§ Data in this exercise
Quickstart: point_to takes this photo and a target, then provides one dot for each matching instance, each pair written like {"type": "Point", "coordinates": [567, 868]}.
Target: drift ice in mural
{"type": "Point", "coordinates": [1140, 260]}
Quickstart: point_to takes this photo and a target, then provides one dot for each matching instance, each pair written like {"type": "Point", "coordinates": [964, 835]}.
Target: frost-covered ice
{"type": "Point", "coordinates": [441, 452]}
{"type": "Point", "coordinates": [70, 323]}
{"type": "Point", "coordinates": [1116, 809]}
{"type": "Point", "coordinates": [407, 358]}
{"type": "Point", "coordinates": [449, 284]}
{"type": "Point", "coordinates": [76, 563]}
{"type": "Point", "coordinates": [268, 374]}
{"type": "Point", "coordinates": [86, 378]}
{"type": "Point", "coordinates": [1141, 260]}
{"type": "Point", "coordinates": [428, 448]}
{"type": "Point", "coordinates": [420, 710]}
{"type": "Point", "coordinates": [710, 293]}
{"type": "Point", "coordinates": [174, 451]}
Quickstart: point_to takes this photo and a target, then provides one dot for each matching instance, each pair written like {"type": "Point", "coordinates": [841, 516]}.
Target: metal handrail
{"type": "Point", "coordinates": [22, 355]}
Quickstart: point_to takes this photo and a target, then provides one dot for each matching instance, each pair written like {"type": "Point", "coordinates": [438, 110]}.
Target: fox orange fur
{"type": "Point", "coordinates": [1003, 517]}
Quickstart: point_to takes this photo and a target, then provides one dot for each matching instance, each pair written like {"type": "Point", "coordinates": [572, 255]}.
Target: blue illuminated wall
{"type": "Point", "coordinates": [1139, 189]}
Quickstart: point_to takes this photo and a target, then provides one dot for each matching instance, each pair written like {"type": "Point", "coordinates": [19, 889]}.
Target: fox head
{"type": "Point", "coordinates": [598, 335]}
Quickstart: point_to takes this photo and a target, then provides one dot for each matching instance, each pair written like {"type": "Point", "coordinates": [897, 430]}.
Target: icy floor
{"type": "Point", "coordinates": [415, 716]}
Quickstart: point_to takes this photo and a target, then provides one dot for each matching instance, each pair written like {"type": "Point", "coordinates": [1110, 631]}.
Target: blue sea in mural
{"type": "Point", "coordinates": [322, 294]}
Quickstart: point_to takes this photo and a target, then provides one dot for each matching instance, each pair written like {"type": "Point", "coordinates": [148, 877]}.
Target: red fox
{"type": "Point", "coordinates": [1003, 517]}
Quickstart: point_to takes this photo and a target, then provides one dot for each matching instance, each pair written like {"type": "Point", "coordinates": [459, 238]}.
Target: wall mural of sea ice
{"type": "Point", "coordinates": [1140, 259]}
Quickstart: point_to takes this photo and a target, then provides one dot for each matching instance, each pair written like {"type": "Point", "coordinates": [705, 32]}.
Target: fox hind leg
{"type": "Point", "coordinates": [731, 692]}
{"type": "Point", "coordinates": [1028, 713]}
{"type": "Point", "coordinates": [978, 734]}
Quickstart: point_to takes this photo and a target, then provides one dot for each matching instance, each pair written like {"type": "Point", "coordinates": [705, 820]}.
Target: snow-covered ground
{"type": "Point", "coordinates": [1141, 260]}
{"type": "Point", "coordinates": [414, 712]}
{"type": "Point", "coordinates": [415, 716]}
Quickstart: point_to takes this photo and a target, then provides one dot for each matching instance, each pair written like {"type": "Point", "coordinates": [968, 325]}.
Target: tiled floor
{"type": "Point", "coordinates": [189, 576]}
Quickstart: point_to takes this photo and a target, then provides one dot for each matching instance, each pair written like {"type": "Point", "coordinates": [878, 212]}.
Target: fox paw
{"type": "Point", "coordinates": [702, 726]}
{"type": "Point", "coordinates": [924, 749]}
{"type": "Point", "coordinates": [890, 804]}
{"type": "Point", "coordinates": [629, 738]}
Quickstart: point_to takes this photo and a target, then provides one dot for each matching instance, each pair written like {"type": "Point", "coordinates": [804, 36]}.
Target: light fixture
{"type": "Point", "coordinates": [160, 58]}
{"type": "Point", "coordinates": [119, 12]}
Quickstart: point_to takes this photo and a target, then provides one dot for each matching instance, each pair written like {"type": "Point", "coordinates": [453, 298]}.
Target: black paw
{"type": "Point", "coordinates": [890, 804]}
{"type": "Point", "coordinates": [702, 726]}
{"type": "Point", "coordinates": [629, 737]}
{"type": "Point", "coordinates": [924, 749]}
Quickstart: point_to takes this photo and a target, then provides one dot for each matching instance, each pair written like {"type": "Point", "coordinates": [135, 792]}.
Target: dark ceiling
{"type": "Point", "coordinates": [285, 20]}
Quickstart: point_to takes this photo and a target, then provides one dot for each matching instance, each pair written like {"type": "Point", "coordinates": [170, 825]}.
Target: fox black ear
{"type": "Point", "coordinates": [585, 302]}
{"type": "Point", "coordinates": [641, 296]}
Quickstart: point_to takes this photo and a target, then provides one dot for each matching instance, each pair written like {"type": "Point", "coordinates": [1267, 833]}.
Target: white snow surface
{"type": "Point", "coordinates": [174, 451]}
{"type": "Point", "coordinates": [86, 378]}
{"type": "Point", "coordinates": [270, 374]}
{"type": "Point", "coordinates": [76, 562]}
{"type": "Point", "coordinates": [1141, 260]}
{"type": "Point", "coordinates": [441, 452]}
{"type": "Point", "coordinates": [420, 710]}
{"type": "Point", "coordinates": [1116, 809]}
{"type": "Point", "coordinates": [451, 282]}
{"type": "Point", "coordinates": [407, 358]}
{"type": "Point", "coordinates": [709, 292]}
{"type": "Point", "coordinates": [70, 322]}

§ Action item
Repeat all of the records above exactly as they appear.

§ Written solution
Quickstart: point_to takes this photo and a target, then provides one dot for each matching instance, each pair written like {"type": "Point", "coordinates": [567, 868]}.
Target: drift ice in mural
{"type": "Point", "coordinates": [1140, 260]}
Quickstart: point_to takes this photo and a target, then provides one dot for each matching instance, each pair written like {"type": "Point", "coordinates": [964, 835]}.
Target: frost-covered ice
{"type": "Point", "coordinates": [441, 452]}
{"type": "Point", "coordinates": [70, 323]}
{"type": "Point", "coordinates": [1116, 809]}
{"type": "Point", "coordinates": [407, 358]}
{"type": "Point", "coordinates": [449, 284]}
{"type": "Point", "coordinates": [76, 563]}
{"type": "Point", "coordinates": [268, 374]}
{"type": "Point", "coordinates": [86, 378]}
{"type": "Point", "coordinates": [1141, 260]}
{"type": "Point", "coordinates": [428, 448]}
{"type": "Point", "coordinates": [420, 710]}
{"type": "Point", "coordinates": [710, 293]}
{"type": "Point", "coordinates": [174, 451]}
Quickstart: point_to takes this photo and a target, then provides one dot for each matching instance, each pair written like {"type": "Point", "coordinates": [841, 516]}.
Target: metal handrail
{"type": "Point", "coordinates": [22, 355]}
Quickstart: point_to takes this photo and a target, then provides one dot for each matching instance, each pair written like {"type": "Point", "coordinates": [438, 110]}.
Target: fox orange fur
{"type": "Point", "coordinates": [1003, 517]}
Quickstart: point_to takes this photo and a target, then provides one dot for each matching instance, each pair written like {"type": "Point", "coordinates": [572, 255]}.
Target: blue illuminated wall
{"type": "Point", "coordinates": [1139, 189]}
Quickstart: point_to takes this photo and a target, then provides one dot for each matching instance, each pair written like {"type": "Point", "coordinates": [19, 889]}.
Target: fox head
{"type": "Point", "coordinates": [598, 335]}
Quickstart: point_to takes this photo and a target, then provides one dot for each matching instance, each pair written like {"type": "Point", "coordinates": [897, 430]}.
Target: icy floor
{"type": "Point", "coordinates": [415, 716]}
Quickstart: point_to takes this photo and a target, then provides one dot for each matching instance, each pair written like {"type": "Point", "coordinates": [1110, 631]}.
Target: blue sea in mural
{"type": "Point", "coordinates": [322, 294]}
Quickstart: point_to takes this photo and a target, then provides one dot for each matching instance, each pair written like {"type": "Point", "coordinates": [148, 877]}.
Target: red fox
{"type": "Point", "coordinates": [1003, 517]}
Quickstart: point_to takes this photo and a target, then provides one dot for each matching instance, each pair written like {"type": "Point", "coordinates": [459, 238]}.
Target: wall mural of sea ice
{"type": "Point", "coordinates": [1140, 259]}
Quickstart: point_to takes this photo and a target, then provides one dot for each matching instance, each pair written like {"type": "Point", "coordinates": [705, 32]}.
Target: fox hind leg
{"type": "Point", "coordinates": [731, 692]}
{"type": "Point", "coordinates": [1028, 713]}
{"type": "Point", "coordinates": [978, 734]}
Quickstart: point_to takes this photo and a target, then provides one dot for each matching instance, each pair written like {"type": "Point", "coordinates": [705, 820]}.
Target: snow-covered ground
{"type": "Point", "coordinates": [1141, 260]}
{"type": "Point", "coordinates": [414, 712]}
{"type": "Point", "coordinates": [415, 716]}
Quickstart: point_to takes this photo and a target, then provides one dot for each matching instance, each pair written like {"type": "Point", "coordinates": [968, 325]}.
Target: tiled floor
{"type": "Point", "coordinates": [189, 576]}
Quickstart: point_to takes this photo and a target, then provides one dot for each matching instance, each pair written like {"type": "Point", "coordinates": [878, 212]}.
Target: fox paw
{"type": "Point", "coordinates": [702, 726]}
{"type": "Point", "coordinates": [924, 749]}
{"type": "Point", "coordinates": [890, 804]}
{"type": "Point", "coordinates": [629, 738]}
Quickstart: point_to takes this photo and a target, then provides one dot for each matching instance, each pair written like {"type": "Point", "coordinates": [804, 36]}.
Target: light fixture
{"type": "Point", "coordinates": [160, 58]}
{"type": "Point", "coordinates": [119, 12]}
Quickstart: point_to takes this photo and a target, then provides one dot for each matching instance, each pair written like {"type": "Point", "coordinates": [453, 298]}.
Target: black paw
{"type": "Point", "coordinates": [890, 804]}
{"type": "Point", "coordinates": [702, 726]}
{"type": "Point", "coordinates": [629, 737]}
{"type": "Point", "coordinates": [924, 749]}
Quickstart: point_to takes this photo and a target, then provides one dot for each matching instance, each pair written like {"type": "Point", "coordinates": [135, 792]}.
Target: dark ceiling
{"type": "Point", "coordinates": [285, 20]}
Quickstart: point_to takes this photo and a target, then provides one dot for each matching instance, each pair written like {"type": "Point", "coordinates": [170, 825]}.
Target: fox black ear
{"type": "Point", "coordinates": [585, 302]}
{"type": "Point", "coordinates": [641, 296]}
Quickstart: point_to takes this photo and a target, then provides one dot for each matching instance, each pair written like {"type": "Point", "coordinates": [1267, 833]}.
Target: white snow surface
{"type": "Point", "coordinates": [174, 451]}
{"type": "Point", "coordinates": [86, 378]}
{"type": "Point", "coordinates": [270, 374]}
{"type": "Point", "coordinates": [76, 562]}
{"type": "Point", "coordinates": [1141, 260]}
{"type": "Point", "coordinates": [441, 452]}
{"type": "Point", "coordinates": [420, 710]}
{"type": "Point", "coordinates": [1116, 809]}
{"type": "Point", "coordinates": [451, 282]}
{"type": "Point", "coordinates": [407, 358]}
{"type": "Point", "coordinates": [709, 292]}
{"type": "Point", "coordinates": [70, 322]}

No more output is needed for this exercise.